[Data sumber]
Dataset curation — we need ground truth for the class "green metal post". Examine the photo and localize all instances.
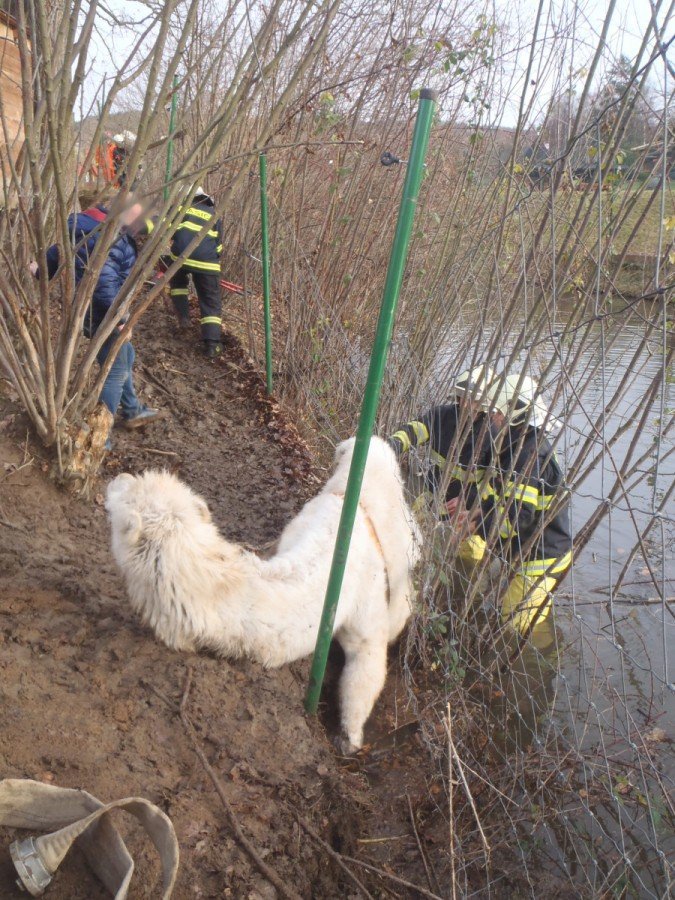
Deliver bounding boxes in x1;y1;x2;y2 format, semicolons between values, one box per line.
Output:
305;88;436;714
259;153;272;395
164;75;178;202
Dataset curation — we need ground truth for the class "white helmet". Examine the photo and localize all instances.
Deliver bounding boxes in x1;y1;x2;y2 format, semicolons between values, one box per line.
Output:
113;131;136;147
452;366;495;410
491;373;561;431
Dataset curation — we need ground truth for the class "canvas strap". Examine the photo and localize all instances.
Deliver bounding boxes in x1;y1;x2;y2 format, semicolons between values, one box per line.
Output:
0;778;179;900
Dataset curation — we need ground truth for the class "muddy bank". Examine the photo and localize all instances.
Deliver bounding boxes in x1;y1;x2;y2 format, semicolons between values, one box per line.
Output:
0;298;428;900
0;305;563;900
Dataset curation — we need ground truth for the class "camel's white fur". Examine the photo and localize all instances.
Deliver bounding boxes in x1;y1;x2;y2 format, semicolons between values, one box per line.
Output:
106;438;420;751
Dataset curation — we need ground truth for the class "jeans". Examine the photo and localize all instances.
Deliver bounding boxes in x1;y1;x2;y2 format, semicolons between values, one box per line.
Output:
96;332;143;419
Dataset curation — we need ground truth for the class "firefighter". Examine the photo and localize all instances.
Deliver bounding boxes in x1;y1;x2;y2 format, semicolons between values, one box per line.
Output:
171;187;223;359
447;374;572;633
389;366;494;563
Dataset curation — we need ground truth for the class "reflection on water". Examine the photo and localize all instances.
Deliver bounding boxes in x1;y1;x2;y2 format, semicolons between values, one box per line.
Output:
426;307;675;897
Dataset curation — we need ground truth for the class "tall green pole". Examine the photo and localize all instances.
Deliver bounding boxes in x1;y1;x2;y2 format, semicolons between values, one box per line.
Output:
305;88;436;714
259;153;272;395
164;75;179;202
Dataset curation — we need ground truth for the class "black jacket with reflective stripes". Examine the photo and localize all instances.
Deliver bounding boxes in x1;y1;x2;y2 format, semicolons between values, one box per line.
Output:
479;425;572;576
171;196;223;272
389;403;491;506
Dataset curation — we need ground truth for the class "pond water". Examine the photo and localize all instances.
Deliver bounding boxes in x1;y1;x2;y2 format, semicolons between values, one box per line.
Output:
412;303;675;898
502;308;675;897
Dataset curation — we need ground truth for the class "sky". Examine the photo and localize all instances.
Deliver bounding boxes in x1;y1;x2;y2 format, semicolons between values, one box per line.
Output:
83;0;675;125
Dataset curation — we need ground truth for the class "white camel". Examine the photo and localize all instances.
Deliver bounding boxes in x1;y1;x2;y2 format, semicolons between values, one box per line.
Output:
106;438;421;752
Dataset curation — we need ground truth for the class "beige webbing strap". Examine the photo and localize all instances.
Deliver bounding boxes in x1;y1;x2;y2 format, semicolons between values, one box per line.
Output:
0;778;178;900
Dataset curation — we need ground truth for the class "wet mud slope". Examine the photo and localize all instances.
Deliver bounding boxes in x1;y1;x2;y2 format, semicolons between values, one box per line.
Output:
0;305;434;900
0;304;562;900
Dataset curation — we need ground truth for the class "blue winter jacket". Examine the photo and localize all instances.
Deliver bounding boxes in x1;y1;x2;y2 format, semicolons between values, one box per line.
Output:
47;207;138;337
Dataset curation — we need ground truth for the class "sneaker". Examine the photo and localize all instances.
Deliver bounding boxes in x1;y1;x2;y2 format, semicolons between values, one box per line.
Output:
122;406;162;431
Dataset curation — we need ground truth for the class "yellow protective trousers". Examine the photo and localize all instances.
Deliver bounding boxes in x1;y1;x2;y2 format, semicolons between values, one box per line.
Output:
457;534;571;632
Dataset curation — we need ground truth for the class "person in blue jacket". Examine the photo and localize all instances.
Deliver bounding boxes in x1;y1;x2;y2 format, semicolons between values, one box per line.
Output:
42;204;161;449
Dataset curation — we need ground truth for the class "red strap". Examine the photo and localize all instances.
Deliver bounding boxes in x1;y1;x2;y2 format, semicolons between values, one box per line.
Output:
82;206;106;222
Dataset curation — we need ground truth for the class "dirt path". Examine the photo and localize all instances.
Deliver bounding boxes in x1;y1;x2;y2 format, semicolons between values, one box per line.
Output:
0;307;440;900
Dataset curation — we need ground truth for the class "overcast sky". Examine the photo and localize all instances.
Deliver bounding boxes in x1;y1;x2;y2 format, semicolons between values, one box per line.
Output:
87;0;675;125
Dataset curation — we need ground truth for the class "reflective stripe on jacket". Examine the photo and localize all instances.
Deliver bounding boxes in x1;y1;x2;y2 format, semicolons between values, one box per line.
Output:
389;403;490;506
171;199;223;272
480;426;572;576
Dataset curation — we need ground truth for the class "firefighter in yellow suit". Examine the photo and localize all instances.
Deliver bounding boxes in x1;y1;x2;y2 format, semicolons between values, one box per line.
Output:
447;375;573;632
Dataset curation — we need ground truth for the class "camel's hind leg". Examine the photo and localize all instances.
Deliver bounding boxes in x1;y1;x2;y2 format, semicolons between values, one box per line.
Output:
338;633;387;753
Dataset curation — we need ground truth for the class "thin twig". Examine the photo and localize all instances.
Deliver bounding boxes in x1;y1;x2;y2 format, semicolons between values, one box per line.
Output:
143;447;180;456
446;703;490;856
405;793;440;891
151;666;302;900
342;856;443;900
295;813;374;900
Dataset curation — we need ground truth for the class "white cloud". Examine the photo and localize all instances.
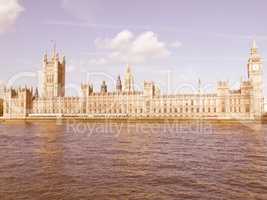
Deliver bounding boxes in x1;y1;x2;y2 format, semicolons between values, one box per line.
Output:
0;0;24;32
170;41;182;48
90;30;173;64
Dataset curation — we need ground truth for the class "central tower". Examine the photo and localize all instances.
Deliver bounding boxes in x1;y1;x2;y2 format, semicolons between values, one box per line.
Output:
42;46;66;98
248;40;264;117
123;65;134;92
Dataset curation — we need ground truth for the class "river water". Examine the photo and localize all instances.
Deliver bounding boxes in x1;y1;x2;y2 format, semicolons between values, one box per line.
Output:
0;121;267;200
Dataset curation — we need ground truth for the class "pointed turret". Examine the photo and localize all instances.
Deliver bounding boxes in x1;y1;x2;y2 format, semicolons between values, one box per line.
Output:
123;64;134;92
116;76;122;92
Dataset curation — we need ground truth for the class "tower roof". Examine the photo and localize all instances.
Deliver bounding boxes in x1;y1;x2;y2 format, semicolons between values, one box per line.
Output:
252;40;257;49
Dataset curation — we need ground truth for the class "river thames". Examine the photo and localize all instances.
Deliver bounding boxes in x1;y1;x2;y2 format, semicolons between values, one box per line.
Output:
0;122;267;200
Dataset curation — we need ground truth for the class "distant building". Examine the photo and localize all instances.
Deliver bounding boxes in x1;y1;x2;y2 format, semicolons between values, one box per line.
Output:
1;41;264;120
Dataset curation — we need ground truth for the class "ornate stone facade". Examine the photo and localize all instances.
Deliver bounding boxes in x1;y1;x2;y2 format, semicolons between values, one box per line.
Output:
1;42;264;120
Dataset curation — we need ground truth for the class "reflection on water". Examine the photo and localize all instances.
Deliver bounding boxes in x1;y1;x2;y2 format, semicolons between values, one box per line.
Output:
0;122;267;200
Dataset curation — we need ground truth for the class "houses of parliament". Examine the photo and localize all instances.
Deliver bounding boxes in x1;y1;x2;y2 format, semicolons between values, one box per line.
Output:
0;41;264;120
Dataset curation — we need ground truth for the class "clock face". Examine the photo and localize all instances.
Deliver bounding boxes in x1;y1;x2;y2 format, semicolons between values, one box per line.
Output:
252;64;259;71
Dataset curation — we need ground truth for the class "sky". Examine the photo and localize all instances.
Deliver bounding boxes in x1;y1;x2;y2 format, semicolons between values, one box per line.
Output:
0;0;267;94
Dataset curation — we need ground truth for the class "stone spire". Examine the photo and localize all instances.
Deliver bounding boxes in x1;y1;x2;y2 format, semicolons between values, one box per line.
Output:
101;81;108;93
250;40;258;57
116;76;122;92
123;64;134;92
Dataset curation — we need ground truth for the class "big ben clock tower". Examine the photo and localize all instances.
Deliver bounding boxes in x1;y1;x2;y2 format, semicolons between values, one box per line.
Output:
248;40;264;118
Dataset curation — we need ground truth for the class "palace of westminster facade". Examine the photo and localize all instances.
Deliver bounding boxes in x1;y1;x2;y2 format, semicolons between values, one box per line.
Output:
0;41;264;120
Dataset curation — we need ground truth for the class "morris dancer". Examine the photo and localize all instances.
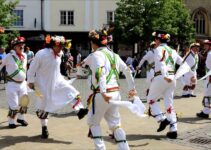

Tujuan Tugas:
Ubahlah setiap "photo" menjadi "image" pada entri mulai dari awal hingga baris yang memuat "426;307;675;897", termasuk baris tersebut, dan biarkan bagian lain tetap sama. Tuliskan kembali baris-baris itu saja tanpa menyertakan gambar.

Jawaban Lengkap:
Dataset curation — we need ground truth for the class "green metal post". Examine the image and localize all instances.
Deliver bounding boxes in x1;y1;x2;y2 format, semicolons between values, one box per line.
Output:
305;88;436;714
259;153;272;395
164;75;178;202
Dataset curation — we need ground truth for the class "white helmet". Examine the image and localize all instances.
Deliver bounding boxes in x1;y1;x2;y2 format, semicolons between values, one box per line.
Output:
113;131;136;147
452;366;495;410
491;373;561;431
Dataset curation — we need ground truth for the class "canvas strap". Examine the image and localize all instances.
Deliver bounding boxes in x1;y1;x2;y2 format, semicolons between values, one box per line.
Output:
0;778;179;900
Dataset curation — we need ground truth for the class "muddy bank". Examine the image and localize all instances.
Deliver bounding boxes in x1;y1;x2;y2 format, semicolons between values, one box per line.
Output:
0;298;428;900
0;305;563;900
Dataset curation — we need ground truth for the class "camel's white fur". Examine the image and localize all instances.
Deliver bounding boxes in x1;y1;x2;y2 format, semicolons between values, one box per line.
Output:
106;438;420;751
Dataset curation — we need ground truth for the class "jeans". Examine the image and localize all instances.
Deliver bounding boxes in x1;y1;x2;y2 format, semicolons between values, one box per line.
Output:
96;332;143;419
Dataset curation — we need ground truth for the class "firefighter". Examine the image and localize all instances.
Deliver bounding boxes in x1;y1;x2;y2 format, semicolons between values, one box per line.
Output:
171;187;223;359
447;374;572;633
389;366;494;563
Dataset curation — we need ground truth for the class "reflection on water". Examine the image and localize all instances.
Deliver bounding boxes in x1;y1;x2;y2 format, semicolons between values, one box per line.
Output:
426;307;675;897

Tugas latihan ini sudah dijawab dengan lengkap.